THE TASKS:
1 > Quote the singular value decomposition page from "Step 4 Use the" to "svd(scale(test[, -c(562, 563)]))".
2 > Which named arguments does the singular value decomposition page pass to plot inside its for loop?
3 > Continue the singular value decomposition page from where it stops.

Data Analysis Project 2

Step 4 Use the Models on Test Data

George Fisher george@georgefisher.com

Observations


Singular value decomposition

with ALL quantitative variables in our test data, scaled

# columns 562, 563 are subject and activity; not accelerometer data
svd1 = svd(scale(test[, -c(562, 563)]))

Plot the sigmas to see how important they are

max.sig.num = 12
plot(svd1$d^2/sum(svd1$d^2) * 100, ylab = "% variance explained by each sigma", 
    xlab = expression(paste(sigma, "s in ", Sigma, ", in descending order of priority/explanatory power")), 
    main = paste("Variance explained by sigmas\n1st 2 =", round(sum(svd1$d[1:2]^2)/sum(svd1$d^2) * 
        100, digits = 2), "%\n1st", max.sig.num, " =", round(sum(svd1$d[1:max.sig.num]^2)/sum(svd1$d^2) * 
        100, digits = 2), "%"))

plot of chunk s4.sigma.plot


U vectors are orthogonal to each other: uncorrelated

X-Axis is each observation for subject 1

Y-Axis is the value recorded for the activity (coded by observation number in the numericActivity vector) for that observation

par(mfrow = c(2, 2))

for (i in 1:4) {

    plot(svd1$u[, i], col = numericActivity.test, pch = 19, xlab = "Observations for test data", 
        ylab = "value for a specific activity", main = paste("U vector #", i))

Saved data entries
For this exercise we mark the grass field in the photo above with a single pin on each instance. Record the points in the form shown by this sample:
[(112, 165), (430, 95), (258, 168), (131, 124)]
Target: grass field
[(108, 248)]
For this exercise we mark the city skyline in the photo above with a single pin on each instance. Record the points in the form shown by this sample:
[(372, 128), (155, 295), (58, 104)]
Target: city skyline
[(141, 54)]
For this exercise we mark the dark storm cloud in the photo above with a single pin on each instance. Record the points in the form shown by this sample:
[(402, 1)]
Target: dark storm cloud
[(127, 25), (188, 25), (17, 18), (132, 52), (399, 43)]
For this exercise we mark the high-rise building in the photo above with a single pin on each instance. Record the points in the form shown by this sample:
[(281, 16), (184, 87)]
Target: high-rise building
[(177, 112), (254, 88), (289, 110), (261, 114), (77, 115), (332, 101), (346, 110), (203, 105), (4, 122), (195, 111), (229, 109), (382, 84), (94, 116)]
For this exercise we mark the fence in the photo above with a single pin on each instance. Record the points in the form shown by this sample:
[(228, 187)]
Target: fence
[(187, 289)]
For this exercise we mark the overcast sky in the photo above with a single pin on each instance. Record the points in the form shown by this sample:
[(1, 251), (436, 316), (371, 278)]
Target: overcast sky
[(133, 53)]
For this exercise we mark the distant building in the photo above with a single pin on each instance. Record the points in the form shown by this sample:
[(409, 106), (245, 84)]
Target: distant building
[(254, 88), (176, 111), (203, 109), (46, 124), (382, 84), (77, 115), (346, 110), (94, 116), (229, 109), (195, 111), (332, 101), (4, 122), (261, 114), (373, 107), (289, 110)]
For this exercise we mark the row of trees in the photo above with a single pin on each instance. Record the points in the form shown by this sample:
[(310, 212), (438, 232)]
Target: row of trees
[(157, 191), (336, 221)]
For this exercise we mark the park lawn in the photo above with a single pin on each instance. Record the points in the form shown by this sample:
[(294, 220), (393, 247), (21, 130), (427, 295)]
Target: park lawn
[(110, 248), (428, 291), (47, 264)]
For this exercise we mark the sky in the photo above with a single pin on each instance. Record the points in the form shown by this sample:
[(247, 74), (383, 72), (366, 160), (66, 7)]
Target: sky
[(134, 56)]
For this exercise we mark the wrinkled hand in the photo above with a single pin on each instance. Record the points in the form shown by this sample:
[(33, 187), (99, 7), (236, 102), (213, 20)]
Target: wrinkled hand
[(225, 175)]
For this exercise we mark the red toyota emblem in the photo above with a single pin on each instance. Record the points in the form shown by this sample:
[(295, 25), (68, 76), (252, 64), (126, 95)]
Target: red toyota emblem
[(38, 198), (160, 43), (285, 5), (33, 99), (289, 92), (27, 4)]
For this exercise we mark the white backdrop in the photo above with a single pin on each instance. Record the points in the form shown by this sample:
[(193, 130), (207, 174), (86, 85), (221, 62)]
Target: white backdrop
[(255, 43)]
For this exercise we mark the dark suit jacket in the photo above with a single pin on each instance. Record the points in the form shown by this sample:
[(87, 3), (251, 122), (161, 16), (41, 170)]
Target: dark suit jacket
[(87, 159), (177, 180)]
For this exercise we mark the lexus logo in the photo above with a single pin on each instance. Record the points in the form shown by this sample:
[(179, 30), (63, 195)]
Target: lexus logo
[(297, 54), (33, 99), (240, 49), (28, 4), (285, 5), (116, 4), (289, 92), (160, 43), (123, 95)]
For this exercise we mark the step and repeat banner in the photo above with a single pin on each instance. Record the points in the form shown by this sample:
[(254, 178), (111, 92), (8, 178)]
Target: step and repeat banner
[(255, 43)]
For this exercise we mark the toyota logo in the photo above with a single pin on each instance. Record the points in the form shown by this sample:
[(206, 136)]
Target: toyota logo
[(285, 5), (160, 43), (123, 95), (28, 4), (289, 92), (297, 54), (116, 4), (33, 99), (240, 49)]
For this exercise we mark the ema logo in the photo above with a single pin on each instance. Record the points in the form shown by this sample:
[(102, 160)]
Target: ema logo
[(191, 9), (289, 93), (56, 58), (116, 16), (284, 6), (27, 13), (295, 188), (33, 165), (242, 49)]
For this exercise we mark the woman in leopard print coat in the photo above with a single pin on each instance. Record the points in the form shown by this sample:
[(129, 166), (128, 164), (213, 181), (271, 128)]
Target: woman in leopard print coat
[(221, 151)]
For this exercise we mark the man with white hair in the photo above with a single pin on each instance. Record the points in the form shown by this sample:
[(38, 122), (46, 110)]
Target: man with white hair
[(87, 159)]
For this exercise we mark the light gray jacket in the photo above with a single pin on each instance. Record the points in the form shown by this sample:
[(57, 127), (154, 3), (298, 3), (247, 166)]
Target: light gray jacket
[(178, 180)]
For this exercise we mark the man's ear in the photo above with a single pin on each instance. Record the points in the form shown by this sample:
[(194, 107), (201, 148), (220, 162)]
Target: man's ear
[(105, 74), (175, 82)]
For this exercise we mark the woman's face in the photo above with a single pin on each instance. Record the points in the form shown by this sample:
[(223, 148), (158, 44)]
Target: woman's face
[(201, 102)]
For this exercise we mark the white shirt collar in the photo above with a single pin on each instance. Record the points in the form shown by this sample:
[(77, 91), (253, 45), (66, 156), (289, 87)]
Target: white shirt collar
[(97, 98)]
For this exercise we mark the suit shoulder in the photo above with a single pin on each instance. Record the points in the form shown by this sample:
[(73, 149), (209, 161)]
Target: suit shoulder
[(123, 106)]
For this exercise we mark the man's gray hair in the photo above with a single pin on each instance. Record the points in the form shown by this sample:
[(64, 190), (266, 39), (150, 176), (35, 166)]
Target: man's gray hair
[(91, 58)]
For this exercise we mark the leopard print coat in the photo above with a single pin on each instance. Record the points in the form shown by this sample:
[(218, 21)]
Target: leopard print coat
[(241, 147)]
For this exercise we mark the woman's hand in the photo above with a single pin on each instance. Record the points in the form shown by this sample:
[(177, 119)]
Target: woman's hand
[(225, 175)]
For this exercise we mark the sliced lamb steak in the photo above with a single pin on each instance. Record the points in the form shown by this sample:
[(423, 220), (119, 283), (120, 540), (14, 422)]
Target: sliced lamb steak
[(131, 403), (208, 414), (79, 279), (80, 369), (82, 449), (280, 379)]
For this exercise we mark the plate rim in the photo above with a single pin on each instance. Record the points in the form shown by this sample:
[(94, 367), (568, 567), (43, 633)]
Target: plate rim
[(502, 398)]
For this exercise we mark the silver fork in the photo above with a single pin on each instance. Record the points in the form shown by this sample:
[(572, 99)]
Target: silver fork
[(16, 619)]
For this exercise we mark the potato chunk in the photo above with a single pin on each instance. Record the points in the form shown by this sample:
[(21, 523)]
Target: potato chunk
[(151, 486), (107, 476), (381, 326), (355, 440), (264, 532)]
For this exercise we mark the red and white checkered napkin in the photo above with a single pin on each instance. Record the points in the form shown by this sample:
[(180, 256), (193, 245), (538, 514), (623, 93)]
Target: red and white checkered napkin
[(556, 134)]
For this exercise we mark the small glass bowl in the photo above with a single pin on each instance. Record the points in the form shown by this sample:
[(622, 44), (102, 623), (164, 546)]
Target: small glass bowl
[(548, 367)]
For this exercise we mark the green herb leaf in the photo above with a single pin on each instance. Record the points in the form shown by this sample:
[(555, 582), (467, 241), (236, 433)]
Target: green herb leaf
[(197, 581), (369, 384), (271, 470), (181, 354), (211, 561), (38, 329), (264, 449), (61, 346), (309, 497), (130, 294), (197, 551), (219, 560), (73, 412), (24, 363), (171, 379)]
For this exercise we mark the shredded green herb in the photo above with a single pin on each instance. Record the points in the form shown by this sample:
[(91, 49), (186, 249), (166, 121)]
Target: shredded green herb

RESULTS OF THE EXERCISE:
1 >
Step 4 Use the Models on Test Data

George Fisher george@georgefisher.com

Observations


Singular value decomposition

with ALL quantitative variables in our test data, scaled

# columns 562, 563 are subject and activity; not accelerometer data
svd1 = svd(scale(test[, -c(562, 563)]))

2 > col, pch, xlab, ylab, main

3 >
    abline(h = 0)
    if (i == 4) 
        legend(650, -0.025, legend = unique(test$activity), col = unique(numericActivity.test), 
            pch = 19)
}

plot of chunk s4.plotUs


Find maximum contributing variable

in the V vectors

X-Axis is each variable

Y-Axis is the weight each variable contributes to the value in the corresponding U vector (one U vector per observation)

par(mfrow = c(2, 2))
for (i in 1:12) {

    x = which.max(svd1$v[, i])  # max contributor variable
    plot(svd1$v[, i], pch = 19, xlab = paste(x, names(test[x]), "=", round(svd1$v[x, 
        i], digits = 3)), ylab = paste("weight of each variable in U_", i, sep = ""), 
        cex = 0.75, main = paste("V vector #", i))

    points(x, svd1$v[x, i], cex = 2, col = "red")

    abline(h = 0)
    print(paste("V_", i, ": ", x, " ", names(test[x]), " = ", round(svd1$v[x, 
        i], digits = 3), sep = ""))
}
## [1] "V_1: 13 tBodyAcc-min()-X = 0.056"
## [1] "V_2: 75 tGravityAcc-arCoeff()-Z,2 = 0.12"
## [1] "V_3: 51 tGravityAcc-max()-Y = 0.183"

plot of chunk s4.maxcontributor

## [1] "V_4: 515 fBodyAccMag-kurtosis() = 0.135"
## [1] "V_5: 56 tGravityAcc-sma() = 0.144"
## [1] "V_6: 461 fBodyGyro-bandsEnergy()-1,8 = 0.118"
## [1] "V_7: 153 tBodyGyro-arCoeff()-Y,4 = 0.153"

plot of chunk s4.maxcontributor

## [1] "V_8: 158 tBodyGyro-correlation()-X,Y = 0.116"
## [1] "V_9: 452 fBodyGyro-meanFreq()-X = 0.179"
## [1] "V_10: 32 tBodyAcc-arCoeff()-Y,3 = 0.18"
## [1] "V_11: 115 tBodyAccJerk-arCoeff()-Z,2 = 0.163"

plot of chunk s4.maxcontributor

## [1] "V_12: 122 tBodyGyro-mean()-Y = 0.23"

Try the cluster again

par(mfrow = c(2, 2))

# establish a tree height for cluster grouping
max.tree.height.orig = 1.25
max.tree.height.plus1 = 1.25
max.tree.height.plus12 = 2.75
max.tree.height.all = 12

distanceMatOrig <- dist(test[, 10:12], method = "euclidean")
hclustOrig <- hclust(distanceMatOrig)
myplclust(hclustOrig, lab.col = numericActivity.test, main = "Original")
abline(h = max.tree.height.orig, col = "red")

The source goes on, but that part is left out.